PROMPT:
Convert the records below into a numbered list, one line per item, skipping any blank lines. Leave the pictures out of your answer.

Records from a collection
------------

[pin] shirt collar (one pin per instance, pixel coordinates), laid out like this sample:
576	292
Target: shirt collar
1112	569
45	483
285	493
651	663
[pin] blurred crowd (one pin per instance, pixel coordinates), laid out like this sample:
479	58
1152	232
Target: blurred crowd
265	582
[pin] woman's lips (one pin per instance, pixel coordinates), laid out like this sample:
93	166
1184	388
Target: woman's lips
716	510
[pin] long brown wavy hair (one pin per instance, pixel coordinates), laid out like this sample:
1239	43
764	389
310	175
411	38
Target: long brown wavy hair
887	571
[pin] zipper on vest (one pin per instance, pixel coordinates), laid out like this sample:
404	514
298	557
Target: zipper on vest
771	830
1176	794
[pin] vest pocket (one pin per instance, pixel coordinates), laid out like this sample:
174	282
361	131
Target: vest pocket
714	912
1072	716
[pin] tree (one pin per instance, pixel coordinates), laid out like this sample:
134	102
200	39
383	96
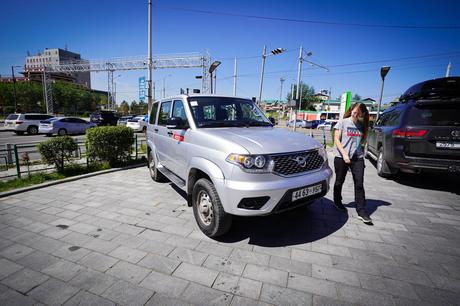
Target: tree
307	96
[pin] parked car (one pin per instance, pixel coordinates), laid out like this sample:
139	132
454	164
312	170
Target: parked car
221	152
21	123
298	123
421	132
138	124
64	126
122	120
104	117
326	125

------------

WRITTEN SOLUTION:
1. [pin] shirt collar (one pin per instance, pixel coordinates), laid out like this sample:
2. 576	292
3. Target: shirt collar
4. 1112	569
5. 45	483
6. 285	493
7. 651	663
8. [pin] blurred crowd (one pin per instance, pixel coordinates), laid out like this sample:
9. 479	58
10. 1152	232
11. Target: blurred crowd
12. 265	582
13. [pin] woman's lips (one pin per instance, pixel coordinates), laid out like this sample:
14. 93	166
15. 1184	388
16. Target: woman's lips
17. 716	510
18. [pin] long brown wavy hair (one pin per instance, pixel coordinates), laid out like this sample:
19. 1239	43
20. 764	389
21. 310	175
22. 411	38
23. Target: long brown wavy hair
24. 887	571
25. [pin] zipper on vest (one pin per instance, pixel coordinates), laid out like this sample:
26. 404	514
27. 298	557
28. Target: zipper on vest
29. 771	830
30. 1176	794
31. [pin] vest pocket (one pin per instance, pixel coordinates), laid out like this sample:
32. 174	282
33. 361	131
34. Target: vest pocket
35. 714	912
36. 1072	716
37. [pin] tree (one pin per instance, pixel coordinates), laid out like this sample:
38. 134	102
39. 200	39
40. 383	96
41. Target: tree
42. 307	96
43. [pin] parked car (one pin per instance, pixel coordinates), laid out like this sample:
44. 139	132
45. 454	164
46. 312	170
47. Target: parked car
48. 221	152
49. 21	123
50. 298	123
51. 421	132
52. 138	124
53. 64	126
54. 122	120
55. 104	117
56. 326	125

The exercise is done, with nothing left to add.